------ Record list ------

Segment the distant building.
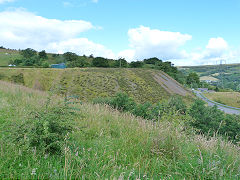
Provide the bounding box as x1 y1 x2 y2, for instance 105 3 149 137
198 88 208 92
51 63 66 69
8 64 16 67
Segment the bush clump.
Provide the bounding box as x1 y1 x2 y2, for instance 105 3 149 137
189 100 240 143
11 73 24 85
14 105 75 154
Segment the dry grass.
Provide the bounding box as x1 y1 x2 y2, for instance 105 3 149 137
0 82 240 179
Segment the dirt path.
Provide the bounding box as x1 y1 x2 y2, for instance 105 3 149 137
153 72 190 96
193 90 240 115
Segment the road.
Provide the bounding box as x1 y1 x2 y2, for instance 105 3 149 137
193 90 240 115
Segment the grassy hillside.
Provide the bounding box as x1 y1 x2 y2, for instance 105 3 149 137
0 81 240 179
0 48 21 66
204 92 240 108
0 68 191 103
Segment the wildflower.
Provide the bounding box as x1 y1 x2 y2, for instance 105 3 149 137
31 168 37 176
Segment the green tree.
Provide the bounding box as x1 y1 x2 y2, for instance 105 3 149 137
187 72 200 86
92 57 109 67
129 61 143 68
63 52 78 62
38 50 47 59
20 48 37 59
114 58 128 67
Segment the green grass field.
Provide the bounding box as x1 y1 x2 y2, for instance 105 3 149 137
0 49 21 66
204 92 240 108
0 68 191 103
0 81 240 179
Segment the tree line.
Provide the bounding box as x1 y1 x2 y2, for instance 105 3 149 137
9 48 203 87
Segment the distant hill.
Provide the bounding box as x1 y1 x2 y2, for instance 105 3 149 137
0 68 191 103
0 48 21 66
178 64 240 91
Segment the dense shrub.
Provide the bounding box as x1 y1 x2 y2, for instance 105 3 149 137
13 105 75 154
168 96 187 114
10 73 24 85
189 100 240 143
93 93 186 121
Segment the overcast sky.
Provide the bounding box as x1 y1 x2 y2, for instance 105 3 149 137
0 0 240 65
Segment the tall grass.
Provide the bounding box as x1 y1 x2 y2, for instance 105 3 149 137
0 82 240 179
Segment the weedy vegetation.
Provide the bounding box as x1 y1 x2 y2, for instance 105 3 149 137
0 81 240 179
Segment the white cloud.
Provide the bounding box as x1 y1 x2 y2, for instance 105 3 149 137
189 37 232 65
0 9 113 57
0 0 15 4
204 37 229 59
46 38 115 58
119 26 192 60
62 1 73 7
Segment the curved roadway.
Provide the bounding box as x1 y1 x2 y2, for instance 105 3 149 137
193 90 240 115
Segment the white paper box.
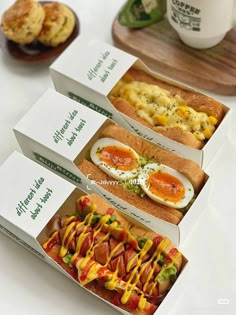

------

[What you will do] Please report every line above that contains the word "distant", copying each one in full.

[The reply]
Segment the distant building.
Segment the distant hill.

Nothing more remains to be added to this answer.